Te lezen fragment:
Na de stressvolle en slapeloze nacht op de nachtbus, mikken we op de nachttrein. Nadat Els minstens 3 keer het station in een uit loopt, van het ticketkantoortje naar de bagageafdeling en weer terug, lukt het haar om tickets vast te krijgen voor op 18 maart. Ma en Sanne, jullie verjaardag vieren we dus op de trein. We kozen voor de luxe trein: vertrek om 11.40u een aankomst om 5.30u, in een soft sleeper. Dat beloofd. Klein detail: een luxetrein heeft geen bagagecompartiment, de fietsen vertrekken dus 2 uur vroeger en komen een uur later aan, met een andere trein. Ook dat beloofd...
Ons middagmaal nemen we in een lokaal restaurant met buffet. Stel je niet te veel voor. Zoals gewoonlijk zitten we op kinderstoelen en eten we aan een kleine tafel. Maar het smaakt en we doen weer energie op voor het vervolg van onze dag: op naar Hoi An.

Rijen:
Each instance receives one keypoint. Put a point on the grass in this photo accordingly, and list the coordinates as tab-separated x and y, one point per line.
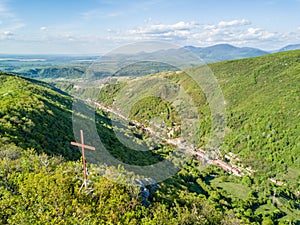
237	190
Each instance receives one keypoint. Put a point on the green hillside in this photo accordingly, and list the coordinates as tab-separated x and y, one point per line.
35	115
262	105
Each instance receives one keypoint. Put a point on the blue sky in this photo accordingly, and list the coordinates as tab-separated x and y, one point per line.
99	26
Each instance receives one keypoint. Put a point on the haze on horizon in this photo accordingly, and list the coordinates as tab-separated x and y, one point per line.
99	26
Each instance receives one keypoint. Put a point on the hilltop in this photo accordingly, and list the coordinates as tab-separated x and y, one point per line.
262	104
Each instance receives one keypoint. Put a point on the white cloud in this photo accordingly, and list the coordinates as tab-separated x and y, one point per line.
164	29
9	21
43	28
242	22
235	32
8	33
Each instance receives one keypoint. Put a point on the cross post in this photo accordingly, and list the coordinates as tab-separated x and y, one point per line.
83	147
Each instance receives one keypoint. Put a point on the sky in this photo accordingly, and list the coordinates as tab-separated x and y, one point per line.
100	26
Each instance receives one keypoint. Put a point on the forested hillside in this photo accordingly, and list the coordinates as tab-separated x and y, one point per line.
262	105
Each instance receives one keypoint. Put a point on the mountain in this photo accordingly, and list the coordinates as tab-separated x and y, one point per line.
289	48
262	103
222	52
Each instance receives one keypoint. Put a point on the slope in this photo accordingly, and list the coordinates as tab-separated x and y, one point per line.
35	115
263	109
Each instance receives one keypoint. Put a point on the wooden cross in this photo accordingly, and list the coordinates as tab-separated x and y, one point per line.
83	147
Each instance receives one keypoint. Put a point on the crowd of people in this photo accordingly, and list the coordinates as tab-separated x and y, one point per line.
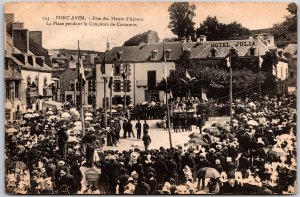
255	153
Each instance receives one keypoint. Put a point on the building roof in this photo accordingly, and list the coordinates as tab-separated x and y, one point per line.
197	50
38	50
291	49
242	47
57	73
12	74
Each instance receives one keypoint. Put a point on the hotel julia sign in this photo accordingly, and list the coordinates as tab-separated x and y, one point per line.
237	44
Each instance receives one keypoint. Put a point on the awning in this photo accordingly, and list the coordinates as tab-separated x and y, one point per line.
52	105
12	75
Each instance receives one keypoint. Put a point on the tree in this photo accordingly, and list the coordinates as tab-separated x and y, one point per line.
142	38
214	30
287	30
211	28
181	19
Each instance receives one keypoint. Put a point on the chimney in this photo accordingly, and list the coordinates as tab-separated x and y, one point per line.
202	39
9	19
21	39
107	45
18	25
152	37
36	36
40	60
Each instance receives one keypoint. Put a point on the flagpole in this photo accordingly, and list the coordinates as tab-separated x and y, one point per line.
259	74
125	88
110	107
80	91
105	104
230	88
167	102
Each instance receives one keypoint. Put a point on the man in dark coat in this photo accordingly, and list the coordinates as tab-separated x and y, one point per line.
172	170
152	182
230	187
90	141
123	180
145	127
142	188
138	127
62	139
147	140
129	129
125	129
114	172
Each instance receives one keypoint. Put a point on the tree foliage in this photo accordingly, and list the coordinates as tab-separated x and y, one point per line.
214	30
141	38
181	19
287	30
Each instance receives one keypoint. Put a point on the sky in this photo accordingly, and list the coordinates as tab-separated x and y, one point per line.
154	16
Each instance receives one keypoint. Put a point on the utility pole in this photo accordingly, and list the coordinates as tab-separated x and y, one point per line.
167	102
105	103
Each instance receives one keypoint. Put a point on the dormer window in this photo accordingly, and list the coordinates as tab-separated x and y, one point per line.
213	52
154	54
252	51
167	53
119	54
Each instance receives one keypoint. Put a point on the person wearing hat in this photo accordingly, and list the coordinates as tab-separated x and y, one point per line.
152	182
123	180
199	123
125	131
62	139
142	188
113	174
146	139
138	127
129	129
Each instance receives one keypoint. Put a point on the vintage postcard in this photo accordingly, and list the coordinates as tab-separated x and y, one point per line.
150	98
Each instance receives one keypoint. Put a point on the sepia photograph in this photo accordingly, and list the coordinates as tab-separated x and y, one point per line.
150	98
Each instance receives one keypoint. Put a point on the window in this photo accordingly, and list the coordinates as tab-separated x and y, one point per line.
72	87
119	54
45	81
17	89
77	86
213	52
167	53
126	86
151	78
252	51
7	90
28	81
117	69
117	86
154	54
126	70
30	60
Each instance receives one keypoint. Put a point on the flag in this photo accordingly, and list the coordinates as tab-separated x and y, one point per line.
260	60
81	69
165	60
111	78
204	97
171	94
124	74
228	61
164	53
102	67
187	75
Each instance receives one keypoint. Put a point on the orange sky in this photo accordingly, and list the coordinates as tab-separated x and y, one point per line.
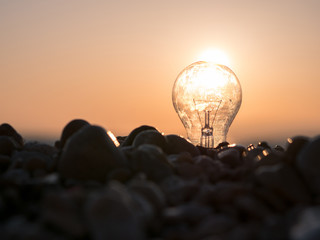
114	63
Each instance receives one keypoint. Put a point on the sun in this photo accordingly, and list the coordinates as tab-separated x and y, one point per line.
215	56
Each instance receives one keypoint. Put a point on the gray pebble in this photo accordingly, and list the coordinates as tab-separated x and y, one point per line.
150	137
177	144
308	164
89	155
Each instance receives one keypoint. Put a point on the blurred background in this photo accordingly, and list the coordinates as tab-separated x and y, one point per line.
113	63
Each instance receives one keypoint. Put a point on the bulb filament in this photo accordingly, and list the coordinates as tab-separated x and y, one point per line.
205	109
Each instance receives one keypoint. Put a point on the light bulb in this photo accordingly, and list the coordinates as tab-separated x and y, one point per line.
207	97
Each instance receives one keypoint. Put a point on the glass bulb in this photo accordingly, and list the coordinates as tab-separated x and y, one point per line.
207	97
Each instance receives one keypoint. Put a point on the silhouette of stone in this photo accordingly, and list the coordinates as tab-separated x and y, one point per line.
111	215
130	138
89	155
4	162
72	127
283	181
150	191
308	164
190	213
151	160
60	212
150	137
7	130
7	145
177	144
212	168
31	161
307	225
230	157
295	145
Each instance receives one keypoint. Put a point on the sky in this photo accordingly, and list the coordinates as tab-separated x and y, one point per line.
113	63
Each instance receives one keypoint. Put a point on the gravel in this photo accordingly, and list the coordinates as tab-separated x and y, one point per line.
155	186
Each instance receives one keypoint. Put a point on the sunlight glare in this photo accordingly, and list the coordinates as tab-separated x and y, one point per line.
215	56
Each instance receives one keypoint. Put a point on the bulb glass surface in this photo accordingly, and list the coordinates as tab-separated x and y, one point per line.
207	97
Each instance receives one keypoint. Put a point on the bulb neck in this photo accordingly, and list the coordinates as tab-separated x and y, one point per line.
207	133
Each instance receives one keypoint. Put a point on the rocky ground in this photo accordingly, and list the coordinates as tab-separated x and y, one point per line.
156	186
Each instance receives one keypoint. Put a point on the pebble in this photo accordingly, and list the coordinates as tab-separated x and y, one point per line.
284	182
150	137
307	225
156	186
130	138
7	130
151	160
177	144
7	145
111	216
72	127
89	155
231	157
308	164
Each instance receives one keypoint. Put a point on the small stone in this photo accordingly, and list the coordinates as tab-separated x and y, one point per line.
119	174
230	157
150	191
61	212
268	158
295	145
31	161
89	155
178	190
250	207
307	226
40	148
222	145
212	168
130	138
16	176
190	213
150	137
177	144
4	163
111	215
282	180
213	226
308	164
8	130
188	170
151	160
72	127
264	145
270	198
7	145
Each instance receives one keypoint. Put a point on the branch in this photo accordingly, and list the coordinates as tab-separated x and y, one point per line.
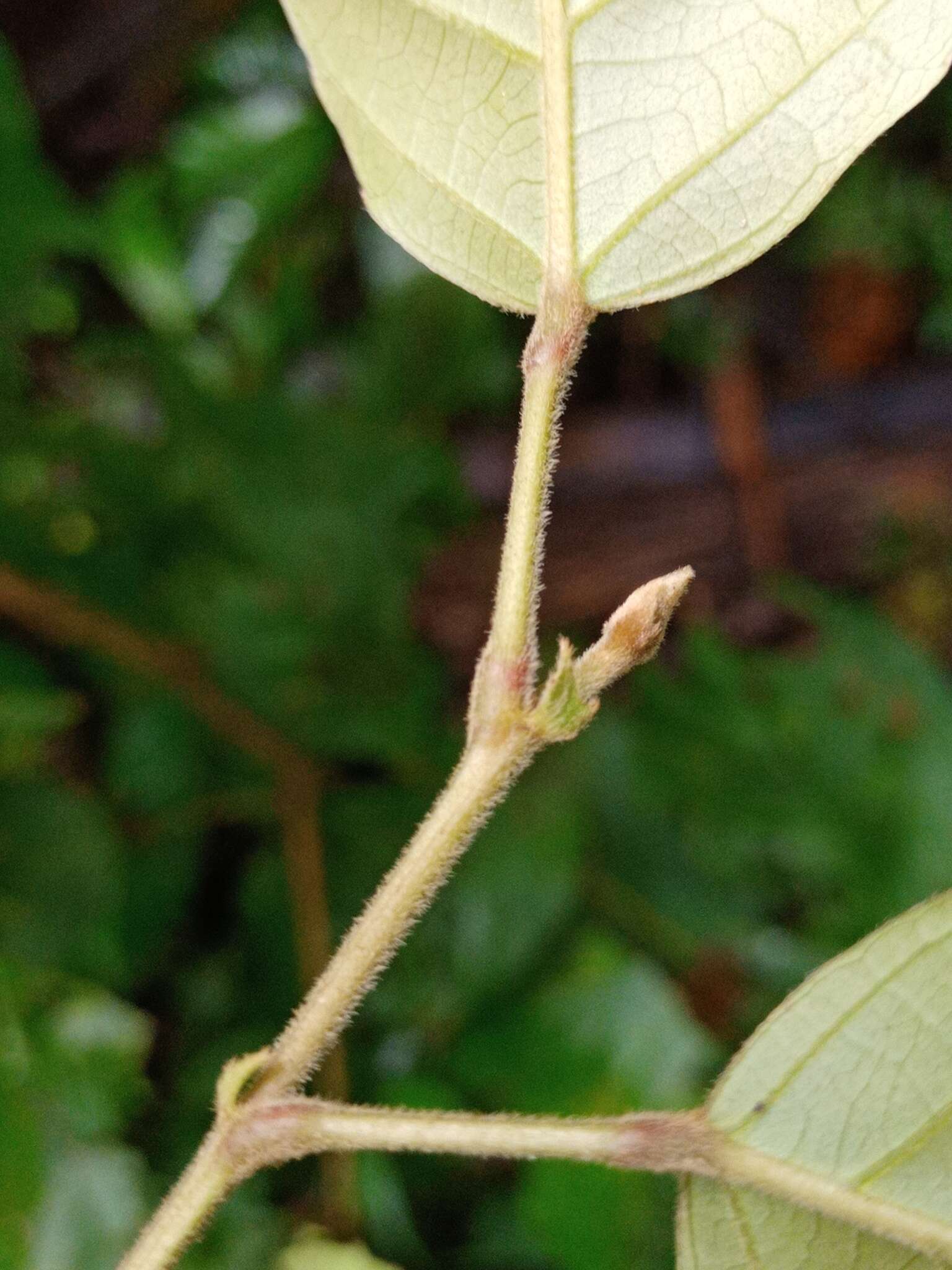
509	722
293	1128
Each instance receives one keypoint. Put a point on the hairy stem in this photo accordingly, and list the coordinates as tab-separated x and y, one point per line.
291	1128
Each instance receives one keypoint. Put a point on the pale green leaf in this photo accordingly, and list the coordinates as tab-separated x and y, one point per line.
850	1081
667	143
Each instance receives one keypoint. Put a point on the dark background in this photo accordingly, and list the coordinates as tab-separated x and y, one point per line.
253	466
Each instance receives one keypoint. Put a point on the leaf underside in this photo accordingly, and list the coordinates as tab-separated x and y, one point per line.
702	131
851	1078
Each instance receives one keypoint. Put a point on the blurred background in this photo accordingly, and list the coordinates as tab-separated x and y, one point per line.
253	468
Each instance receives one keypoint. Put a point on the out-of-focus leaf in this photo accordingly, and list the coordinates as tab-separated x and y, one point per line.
606	1034
61	882
93	1206
141	255
588	1219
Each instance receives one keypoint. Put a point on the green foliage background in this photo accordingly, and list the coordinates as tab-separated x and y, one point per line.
219	430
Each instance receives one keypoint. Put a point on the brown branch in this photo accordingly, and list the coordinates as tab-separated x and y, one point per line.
58	619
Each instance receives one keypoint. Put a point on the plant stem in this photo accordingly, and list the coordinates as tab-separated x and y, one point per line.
479	781
287	1129
186	1208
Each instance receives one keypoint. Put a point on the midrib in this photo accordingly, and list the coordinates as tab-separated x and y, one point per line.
560	253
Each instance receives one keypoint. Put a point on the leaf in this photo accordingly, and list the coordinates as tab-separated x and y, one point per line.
312	1250
94	1204
850	1081
643	148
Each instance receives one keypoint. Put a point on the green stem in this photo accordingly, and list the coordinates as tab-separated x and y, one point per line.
501	742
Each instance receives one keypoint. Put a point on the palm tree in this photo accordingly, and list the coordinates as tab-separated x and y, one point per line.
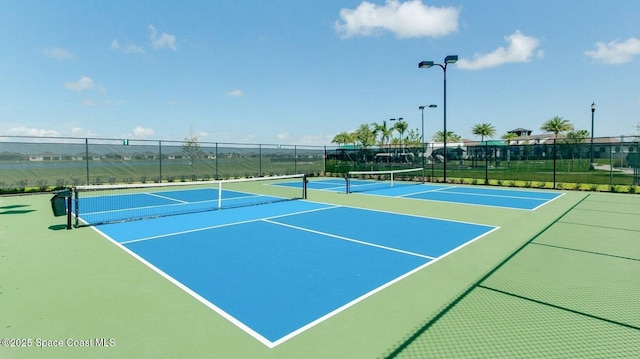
382	130
484	129
557	125
401	127
343	138
508	137
364	135
451	137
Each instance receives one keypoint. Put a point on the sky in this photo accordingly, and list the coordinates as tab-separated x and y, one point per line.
301	71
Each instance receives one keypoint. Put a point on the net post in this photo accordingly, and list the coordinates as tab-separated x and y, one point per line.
346	179
304	186
219	194
77	210
69	201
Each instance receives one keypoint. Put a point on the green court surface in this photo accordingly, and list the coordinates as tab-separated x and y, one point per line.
558	282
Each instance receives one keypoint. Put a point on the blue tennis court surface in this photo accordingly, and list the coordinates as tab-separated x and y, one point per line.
276	270
481	196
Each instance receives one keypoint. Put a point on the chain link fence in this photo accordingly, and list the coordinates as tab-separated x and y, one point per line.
37	163
610	164
40	163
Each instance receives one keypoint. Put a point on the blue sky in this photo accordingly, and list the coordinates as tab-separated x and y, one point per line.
299	72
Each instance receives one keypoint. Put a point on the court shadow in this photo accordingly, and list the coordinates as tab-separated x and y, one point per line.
11	209
18	211
14	206
58	227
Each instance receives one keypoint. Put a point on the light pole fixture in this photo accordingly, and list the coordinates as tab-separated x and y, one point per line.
593	110
421	108
450	59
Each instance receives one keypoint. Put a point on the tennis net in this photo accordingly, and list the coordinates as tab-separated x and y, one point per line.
362	181
102	204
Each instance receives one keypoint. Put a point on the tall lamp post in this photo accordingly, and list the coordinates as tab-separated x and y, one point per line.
425	65
421	108
593	110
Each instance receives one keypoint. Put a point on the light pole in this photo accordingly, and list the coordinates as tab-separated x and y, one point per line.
593	110
425	65
421	108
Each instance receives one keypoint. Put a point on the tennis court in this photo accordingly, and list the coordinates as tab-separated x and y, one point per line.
494	197
274	270
379	273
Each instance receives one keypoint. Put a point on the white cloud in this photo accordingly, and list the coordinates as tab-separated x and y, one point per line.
615	52
521	48
408	19
104	103
81	132
26	131
127	49
142	132
163	40
235	93
58	53
85	83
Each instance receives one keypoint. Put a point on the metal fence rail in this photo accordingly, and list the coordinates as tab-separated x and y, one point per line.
57	162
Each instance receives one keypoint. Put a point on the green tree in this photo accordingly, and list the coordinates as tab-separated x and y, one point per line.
451	137
574	142
401	128
557	125
508	137
484	130
383	130
344	138
364	135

Te doen:
1. Voor welke datum krijgt Els in het reisverslag treintickets te pakken?
2. Schrijf het reisverslag alsjeblieft verder, te beginnen na de laatste zin.
De vermeldingen staan los van het reisverslag.

Antwoorden:
1. Voor 18 maart.

2.
De weg naar Hoi An begint weer veel te druk volgens onze goesting, ook al is het een kleine weg volgens de kaart. Het genieten is ver weg. Om het erger te maken, blijft de wind uit de verkeerde richting waaien.
De laatste 15km zijn gelukkig iets rustiger en worden opgevrolijkt door een lokale voetbalmatch. Op een "pattatenveld" en met een te platte bal, maar het is wel ambiance.
Doodmoe komen we aan in Hoi An, 72 km op de teller, niet bijzonder veel.
We verwennen onszelf met een goed hotel, slepen onszelf tot het eerste het beste restaurant en als figuurlijk hoogtepunt van de dag eten we een zakje M&M's.
Da's lang geleden...
Moet ik nog schrijven dat we om 8.30u als een blok in slaap vallen?

Monday, March 12, 2007

Karstgebergte en Keizerlijke gebouwen.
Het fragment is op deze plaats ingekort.